LESETEXT:
----

Rheinische Post - Geldern an Kevelaer
Haarschnitt kurz nach Mitternacht
Seit Montag haben die Friseure wieder geöffnet. In einem Duisburger Salon wurden bereits ab 0 Uhr Haare geschnitten. Die erste Kundin war Sarah Philipp. Die SPD-Landtagsabgeordnete hatte den Termin für 500 Euro ersteigert. Der Erlös geht an einen guten Zweck.
Es ist 0.01 Uhr, als Sadiye Kisin endlich wieder zur Schere greifen darf. Zunächst muss die Inhaberin des Friseursalons „Haarscharf“in Duisburg-Buchholz ihrer ersten Kundin, die vor ihr Platz genommen hat, jedoch die Haare waschen. Sarah Philipp, Duisburger SPD-Landtagsabgeordnete, ist die erste, die nach dem zweiten Lockdown in der Corona-Pandemie von Kisin die Haare wieder schöngemacht bekommt. Für 500 Euro hat die parlamentarische Geschäftsführerin der SPD-Landtagsfraktion den Termin ersteigert. Das Geld ist für einen guten Zweck bestimmt und soll der Kindernothilfe zugute kommen.
Seit Montag haben Friseure wieder geöffnet – nach langen Monaten im Lockdown und unter strengen Hygienevorschriften. Wie in Duisburg öffneten in der Nacht auch in anderen Städten einige Salons bereits um 0 Uhr – etwa in Köln und Dortmund. „Es tut wirklich gut, wieder die Dienstleistung zu erbringen, die mich und die Kunden glücklich macht: Frisuren machen, die passen“, sagte der 52-jährige Friseur Marco Trapani in seinem geöffneten Salon in Dortmund.
Nach Angaben des Zentralverbands des Deutschen Friseurhandwerks (ZV ) wurden im Vorfeld allein in NRW mehr als 100.000 Termine zum Haareschneiden bei den rund 16.000 Friseurbetrieben im Land gemacht – viele Friseure sind im März bereits ausgebucht. Auch Kisin hat nicht mehr viele Termine frei. „Für Stammkunden halte ich noch welche zurück. Gegen Ende des Monats habe ich noch was frei, sonst wieder ab April“, sagt sie. Am 1. März war die Duisburgerin ausgebucht.
Trotz der vollen Auftragsbücher zur Wiedereröffnung geht es vielen Betrieben finanziell nicht gut. „Die zu erwartenden Einnahmen jetzt im März können die Verluste natürlich nicht ausgleichen. Man kann schließlich nur einmal Haare schneiden – und muss dann warten, bis sie wieder zu lang sind“, sagt Jörg Müller, Hauptgeschäftsführer des Zentralverbands des Deutschen Friseurhandwerks. Besonders Läden in sogenannten 1a-Lagen hätten wegen hoher Mieten und Personalkosten unter der Schließung gelitten.

----

[Fotobasierte Daten zu Referenzausdrücken]
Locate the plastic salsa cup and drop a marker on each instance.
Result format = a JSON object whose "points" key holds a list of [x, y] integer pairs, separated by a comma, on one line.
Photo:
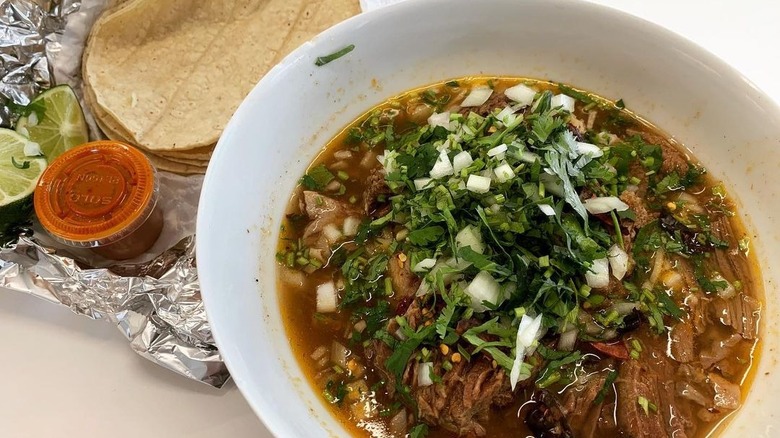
{"points": [[103, 196]]}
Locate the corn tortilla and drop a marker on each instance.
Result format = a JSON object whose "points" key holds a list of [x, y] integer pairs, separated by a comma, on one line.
{"points": [[171, 74]]}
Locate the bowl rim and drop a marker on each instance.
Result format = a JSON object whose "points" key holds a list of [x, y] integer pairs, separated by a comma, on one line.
{"points": [[279, 426]]}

----

ARBEITSAUFTRAG 1:
Beantworte anhand des Artikels über die Wiedereröffnung der Friseursalons diese Fragen:
(a) Für welchen Betrag hat Sarah Philipp den ersten Termin ersteigert?
(b) Welche beiden anderen Städte nennt der Artikel, in denen Salons schon um 0 Uhr öffneten?
(c) Wie viele Friseurbetriebe gibt es laut Zentralverband ungefähr in NRW?
ARBEITSAUFTRAG 2:
Schreibe bitte den Artikel über die Wiedereröffnung der Friseursalons nach seinem letzten Satz weiter.

ANTWORT 1:
(a) Für 500 Euro.
(b) Köln und Dortmund.
(c) Rund 16.000.

ANTWORT 2:
So hat bereits Deutschlands größte Friseurkette Klier wegen des massiven Umsatzeinbruchs Insolvenz angemeldet. Wie dramatisch die Situation vieler Friseure ist, hat auch das emotionale Instagram-Video von Bianka Bergler gezeigt, einer Friseurmeisterin aus Dortmund. In dem millionenfach angeklickten Video beschrieb sie weinend ihre persönliche und finanzielle Situation.
Als Sarah Philipp am 0.01 Uhr den Salon betritt, trägt sie vorschriftsmäßig Maske. Im Eingangsbereich desinfiziert sie sich die Hände. Die Friseurin klärt ihre Kundin über die Hygieneregeln auf. Eigentlich sei alles so wie nach dem ersten Lockdown im vergangenen Jahr: Es darf nur eine begrenzte Zahl an Kunden ins Geschäft; die Hälfte der Frisierplätze ist gesperrt, damit der Mindestabstand gewahrt bleibt. Kisin hat auch noch CO2-Melder in ihrem
Geschäft angebracht, die Alarm schlagen, sobald die Luft im Raum nicht mehr gut ist. „Ich mache alles, damit meine Kunden und und mein Personal sicher vor Infektionen ist“, sagt die Friseurin.
Sarah Philipp ist Stammkundin bei „Haarscharf“. Eigentlich hätte sie erst einen Termin am 13. März gehabt. „Vor zwei Wochen hatte ich auf gut Glück angerufen, um einen Termin auszumachen. Und den 13. März habe ich dann genommen“, sagt Philipp. Dann aber habe sie von der Versteigerung gelesen. „Und da das Geld für einen richtig guten Zweck bestimmt ist, habe ich mitgeboten“, sagt sie.
Zuletzt sei sie Anfang Dezember bei Kisin im Salon gewesen. In der Nacht zu Montag hat sie aus Zeitgründen aber zunächt nur die Spitzen geschnitten bekommen. „Für Strähnchen und alles andere kommt sie in den nächsten Tagen wieder“, sagt Kisin, die den Betrag von 500 Euro verdoppeln möchte, der an die Kindernothilfe gespendet wird.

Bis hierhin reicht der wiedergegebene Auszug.